◆ Bloc de texte ◆

◆ ◆ ◆ ◆ ◆ ◆ ◆

L’erreur déterminante et excusable

Commençons avec le vice le plus bénin et ordinaire : l’erreur. L’erreur est « le fait de se représenter inexactement l’objet d’une obligation » (Malaurie et al., p.284).

Pour vicier le consentement, elle doit porter « sur les qualités essentielles de la prestation due ou sur celles du cocontractant1 » (Art.1132), qui sont « celles qui ont été expressément ou tacitement convenues et en considération desquelles les parties ont contracté. » (art.1133)

◆ ◆ ◆ ◆ ◆ ◆ ◆

◆ Matériel fourni ◆
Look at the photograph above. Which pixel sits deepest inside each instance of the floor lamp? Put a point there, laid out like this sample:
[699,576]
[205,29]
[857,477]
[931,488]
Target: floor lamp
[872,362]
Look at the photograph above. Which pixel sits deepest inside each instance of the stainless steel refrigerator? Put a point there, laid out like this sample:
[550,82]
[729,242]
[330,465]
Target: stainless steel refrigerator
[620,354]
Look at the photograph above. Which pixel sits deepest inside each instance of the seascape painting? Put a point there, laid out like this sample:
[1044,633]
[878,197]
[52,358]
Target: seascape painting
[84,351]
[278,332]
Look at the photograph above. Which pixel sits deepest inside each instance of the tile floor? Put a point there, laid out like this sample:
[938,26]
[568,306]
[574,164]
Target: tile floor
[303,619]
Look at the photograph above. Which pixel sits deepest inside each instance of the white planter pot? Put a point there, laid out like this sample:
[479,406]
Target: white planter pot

◆ ◆ ◆ ◆ ◆ ◆ ◆

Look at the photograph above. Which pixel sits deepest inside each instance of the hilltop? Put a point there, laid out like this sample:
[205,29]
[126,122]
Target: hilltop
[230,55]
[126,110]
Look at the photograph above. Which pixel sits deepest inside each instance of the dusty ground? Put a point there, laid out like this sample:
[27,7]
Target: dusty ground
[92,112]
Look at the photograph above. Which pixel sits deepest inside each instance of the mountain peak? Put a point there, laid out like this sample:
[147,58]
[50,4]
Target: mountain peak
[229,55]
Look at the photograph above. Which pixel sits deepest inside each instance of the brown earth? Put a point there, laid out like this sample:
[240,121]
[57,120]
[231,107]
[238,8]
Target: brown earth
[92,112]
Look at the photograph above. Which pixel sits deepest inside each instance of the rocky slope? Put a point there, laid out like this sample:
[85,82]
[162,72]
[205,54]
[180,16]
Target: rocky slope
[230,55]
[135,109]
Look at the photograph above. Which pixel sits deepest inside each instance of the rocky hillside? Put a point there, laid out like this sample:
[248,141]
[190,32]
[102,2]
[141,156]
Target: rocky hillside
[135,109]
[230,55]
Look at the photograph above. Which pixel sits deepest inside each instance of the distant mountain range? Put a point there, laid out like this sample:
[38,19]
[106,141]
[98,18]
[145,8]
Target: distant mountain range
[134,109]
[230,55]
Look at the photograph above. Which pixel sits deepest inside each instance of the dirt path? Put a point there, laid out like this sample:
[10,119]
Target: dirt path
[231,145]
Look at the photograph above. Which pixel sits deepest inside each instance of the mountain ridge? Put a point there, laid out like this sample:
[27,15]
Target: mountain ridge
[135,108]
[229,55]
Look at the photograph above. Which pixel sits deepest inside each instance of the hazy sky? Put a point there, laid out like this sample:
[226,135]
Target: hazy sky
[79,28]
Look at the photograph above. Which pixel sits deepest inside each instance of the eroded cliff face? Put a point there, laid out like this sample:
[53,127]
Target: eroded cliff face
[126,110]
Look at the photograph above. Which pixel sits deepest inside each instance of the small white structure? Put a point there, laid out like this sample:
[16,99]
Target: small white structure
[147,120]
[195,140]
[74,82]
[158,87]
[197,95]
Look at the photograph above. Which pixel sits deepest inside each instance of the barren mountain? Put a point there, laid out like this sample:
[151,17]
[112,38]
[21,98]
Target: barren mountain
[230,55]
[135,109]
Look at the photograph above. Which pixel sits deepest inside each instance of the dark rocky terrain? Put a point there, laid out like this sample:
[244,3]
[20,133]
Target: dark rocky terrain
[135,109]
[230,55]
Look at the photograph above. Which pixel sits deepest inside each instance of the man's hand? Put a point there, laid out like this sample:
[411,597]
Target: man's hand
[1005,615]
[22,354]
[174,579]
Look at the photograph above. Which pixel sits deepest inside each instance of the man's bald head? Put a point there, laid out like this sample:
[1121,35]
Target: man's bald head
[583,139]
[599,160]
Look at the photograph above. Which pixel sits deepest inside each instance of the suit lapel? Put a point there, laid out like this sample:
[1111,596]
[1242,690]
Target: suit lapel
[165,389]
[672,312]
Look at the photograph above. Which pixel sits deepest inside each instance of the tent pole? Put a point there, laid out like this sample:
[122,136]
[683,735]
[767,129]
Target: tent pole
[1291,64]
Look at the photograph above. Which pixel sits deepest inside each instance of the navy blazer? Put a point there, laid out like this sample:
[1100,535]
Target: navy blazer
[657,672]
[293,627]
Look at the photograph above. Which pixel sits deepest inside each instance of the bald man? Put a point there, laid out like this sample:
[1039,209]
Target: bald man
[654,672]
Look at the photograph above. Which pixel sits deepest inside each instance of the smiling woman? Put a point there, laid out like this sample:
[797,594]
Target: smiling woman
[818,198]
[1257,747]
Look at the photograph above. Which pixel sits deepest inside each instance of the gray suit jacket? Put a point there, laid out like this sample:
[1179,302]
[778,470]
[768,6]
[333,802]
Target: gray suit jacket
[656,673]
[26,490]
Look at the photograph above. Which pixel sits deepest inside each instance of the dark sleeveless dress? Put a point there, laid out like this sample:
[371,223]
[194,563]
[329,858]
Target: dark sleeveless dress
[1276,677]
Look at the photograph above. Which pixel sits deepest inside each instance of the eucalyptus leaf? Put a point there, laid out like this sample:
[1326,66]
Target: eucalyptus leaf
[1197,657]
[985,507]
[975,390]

◆ ◆ ◆ ◆ ◆ ◆ ◆

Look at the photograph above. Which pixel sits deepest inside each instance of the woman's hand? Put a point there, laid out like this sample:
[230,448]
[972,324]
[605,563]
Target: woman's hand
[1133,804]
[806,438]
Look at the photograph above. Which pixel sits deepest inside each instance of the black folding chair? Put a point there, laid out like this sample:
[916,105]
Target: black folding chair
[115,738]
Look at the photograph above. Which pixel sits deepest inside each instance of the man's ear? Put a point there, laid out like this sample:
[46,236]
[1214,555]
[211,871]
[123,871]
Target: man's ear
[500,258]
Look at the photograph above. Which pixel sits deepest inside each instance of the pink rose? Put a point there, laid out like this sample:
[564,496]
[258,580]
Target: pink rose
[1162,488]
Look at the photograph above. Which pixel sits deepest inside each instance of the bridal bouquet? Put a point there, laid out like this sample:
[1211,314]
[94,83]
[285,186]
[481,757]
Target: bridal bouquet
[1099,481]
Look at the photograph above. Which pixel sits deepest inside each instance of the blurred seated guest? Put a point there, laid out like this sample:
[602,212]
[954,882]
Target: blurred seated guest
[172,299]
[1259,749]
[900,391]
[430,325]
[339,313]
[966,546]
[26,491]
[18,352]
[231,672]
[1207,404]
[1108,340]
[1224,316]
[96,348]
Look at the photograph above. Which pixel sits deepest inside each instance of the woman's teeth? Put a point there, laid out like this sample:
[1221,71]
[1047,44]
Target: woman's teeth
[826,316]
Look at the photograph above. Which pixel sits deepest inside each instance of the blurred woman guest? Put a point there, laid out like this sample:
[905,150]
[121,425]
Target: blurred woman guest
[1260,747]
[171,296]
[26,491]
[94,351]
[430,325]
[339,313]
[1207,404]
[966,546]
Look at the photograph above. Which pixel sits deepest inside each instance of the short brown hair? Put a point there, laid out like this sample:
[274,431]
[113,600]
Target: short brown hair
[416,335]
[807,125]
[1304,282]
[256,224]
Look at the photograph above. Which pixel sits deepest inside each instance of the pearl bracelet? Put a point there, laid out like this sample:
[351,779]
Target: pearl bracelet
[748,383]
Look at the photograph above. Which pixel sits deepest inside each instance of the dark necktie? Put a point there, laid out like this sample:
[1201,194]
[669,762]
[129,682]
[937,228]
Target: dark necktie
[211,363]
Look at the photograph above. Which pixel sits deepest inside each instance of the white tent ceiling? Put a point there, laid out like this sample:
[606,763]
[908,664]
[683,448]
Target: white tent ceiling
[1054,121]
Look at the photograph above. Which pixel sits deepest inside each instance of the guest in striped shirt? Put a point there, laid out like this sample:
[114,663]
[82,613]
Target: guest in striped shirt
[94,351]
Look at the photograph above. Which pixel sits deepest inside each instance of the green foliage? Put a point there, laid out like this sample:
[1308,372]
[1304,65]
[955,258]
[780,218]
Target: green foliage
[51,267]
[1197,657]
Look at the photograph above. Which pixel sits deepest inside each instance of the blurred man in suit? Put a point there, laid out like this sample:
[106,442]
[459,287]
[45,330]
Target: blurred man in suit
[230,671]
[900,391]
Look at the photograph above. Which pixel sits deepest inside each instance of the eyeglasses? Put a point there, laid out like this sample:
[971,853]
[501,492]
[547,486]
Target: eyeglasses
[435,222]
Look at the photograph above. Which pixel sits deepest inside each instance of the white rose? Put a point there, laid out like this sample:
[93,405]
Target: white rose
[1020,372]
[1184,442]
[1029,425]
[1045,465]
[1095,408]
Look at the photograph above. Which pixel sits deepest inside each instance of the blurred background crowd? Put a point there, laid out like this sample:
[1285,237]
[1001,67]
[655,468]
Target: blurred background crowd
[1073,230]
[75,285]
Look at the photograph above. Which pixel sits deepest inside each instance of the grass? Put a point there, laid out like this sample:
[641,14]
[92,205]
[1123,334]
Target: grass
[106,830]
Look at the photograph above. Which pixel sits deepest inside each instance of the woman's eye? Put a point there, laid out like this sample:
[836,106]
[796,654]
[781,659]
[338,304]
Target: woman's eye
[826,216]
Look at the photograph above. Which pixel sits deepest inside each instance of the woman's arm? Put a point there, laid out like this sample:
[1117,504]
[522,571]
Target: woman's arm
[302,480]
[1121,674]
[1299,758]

◆ ◆ ◆ ◆ ◆ ◆ ◆

◆ Consignes ◆
1. Réécrivez sous forme de liste le paragraphe du texte sur l'erreur qui commence par « Pour vicier le consentement », en conservant ses faits essentiels.
2. Indiquez si chacune des affirmations suivantes concorde avec le texte sur l'erreur, en répondant par oui ou par non et en citant mot pour mot le passage décisif. (a) L'erreur y est présentée comme le vice le plus grave. (b) Les qualités essentielles peuvent avoir été convenues tacitement. (c) La définition de l'erreur est tirée de Malaurie et al.
3. Recopiez à l'identique la partie du texte sur l'erreur qui commence par les mots contenant « Commençons avec le » et se termine par « et al., p.284). ».
Les lignes constituent un matériel distinct du texte sur l'erreur.

◆ Réponses par consigne ◆
1.
- Pour vicier le consentement, l'erreur doit porter sur les qualités essentielles de la prestation due ou sur celles du cocontractant (art. 1132).
- Les qualités essentielles sont celles qui ont été convenues, expressément ou tacitement, et en considération desquelles les parties ont contracté (art. 1133).

2.
(a) Non : « le vice le plus bénin et ordinaire ».
(b) Oui : « celles qui ont été expressément ou tacitement convenues ».
(c) Oui : « (Malaurie et al., p.284) ».

3.
Commençons avec le vice le plus bénin et ordinaire : l’erreur. L’erreur est « le fait de se représenter inexactement l’objet d’une obligation » (Malaurie et al., p.284).